Protokoll der Sitzung vom 16.07.2014

Danke, Herr Abgeordneter. Das Wort hat jetzt Abgeordneter Kalich von der Fraktion DIE LINKE.

(Abg. Hey)

Herr Präsident, meine Damen und Herren! Es wird Sie wohl nicht überraschen, Herr Hey, dass ich erwartungsgemäß diesen Optimismus nicht ganz so teilen kann, denn letztendlich haben die Beratungen des Gesetzentwurfs im Innenausschuss dokumentiert, dass richtiges Herzblut eigentlich gefehlt hat. Da meine ich ausnahmslos alle, die an diesen Beratungen zur Änderung beamtenrechtlicher Vorschriften teilgenommen haben. Wenn ich jetzt im Nachgang auch noch höre, dass die Skandale in der Landesregierung dazu geführt haben, dass wir dort ein Stück vorwärtsgekommen sind und wenn wir das eher beschlossen hätten, dass das dann vielleicht nicht so gekommen wäre, dann stimmt mich das zumindest sehr nachdenklich.

(Zwischenruf Abg. Hey, SPD: Das ist reine Spekulation.)

--

Aufgaben ▸
a – Welcher Fraktion gehört der Abgeordnete Kalich laut dem Sitzungsprotokoll an?
b – Fassen Sie den Absatz des Sitzungsprotokolls, der mit „Herr Präsident, meine Damen und Herren!“ beginnt, als kurze Stichpunktliste zusammen.

--

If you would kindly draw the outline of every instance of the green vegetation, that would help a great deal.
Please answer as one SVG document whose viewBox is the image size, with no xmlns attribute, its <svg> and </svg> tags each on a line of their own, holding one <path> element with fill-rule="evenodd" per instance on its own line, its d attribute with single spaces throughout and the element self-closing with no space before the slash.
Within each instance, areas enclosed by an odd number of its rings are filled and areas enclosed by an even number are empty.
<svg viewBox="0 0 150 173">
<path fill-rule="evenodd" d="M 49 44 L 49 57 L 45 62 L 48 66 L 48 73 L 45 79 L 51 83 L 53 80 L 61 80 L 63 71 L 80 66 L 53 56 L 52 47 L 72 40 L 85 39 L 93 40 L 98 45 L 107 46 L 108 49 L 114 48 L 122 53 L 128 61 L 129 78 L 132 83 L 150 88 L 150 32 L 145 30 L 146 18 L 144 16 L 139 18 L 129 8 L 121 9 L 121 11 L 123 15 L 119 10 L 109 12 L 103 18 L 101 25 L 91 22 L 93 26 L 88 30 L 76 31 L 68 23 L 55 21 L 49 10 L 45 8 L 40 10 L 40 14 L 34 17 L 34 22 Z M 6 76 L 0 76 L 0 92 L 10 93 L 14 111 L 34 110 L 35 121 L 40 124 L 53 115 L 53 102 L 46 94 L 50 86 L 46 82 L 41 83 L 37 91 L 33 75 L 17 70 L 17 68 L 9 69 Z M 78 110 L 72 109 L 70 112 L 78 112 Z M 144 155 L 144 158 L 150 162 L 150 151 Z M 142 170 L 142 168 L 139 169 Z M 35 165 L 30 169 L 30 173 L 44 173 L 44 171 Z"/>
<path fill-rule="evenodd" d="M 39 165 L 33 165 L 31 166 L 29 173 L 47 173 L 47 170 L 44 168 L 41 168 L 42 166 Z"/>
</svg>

--

Lösungen ▸
a – Der Fraktion DIE LINKE.

b –
- Der Optimismus von Herrn Hey wird nicht ganz geteilt.
- Die Beratungen des Gesetzentwurfs zur Änderung beamtenrechtlicher Vorschriften im Innenausschuss haben gezeigt, dass allen Beteiligten das Herzblut fehlte.
- Nachdenklich stimmt die Aussage, die Skandale in der Landesregierung hätten ein Vorankommen bewirkt und ein früherer Beschluss hätte sie vielleicht verhindert.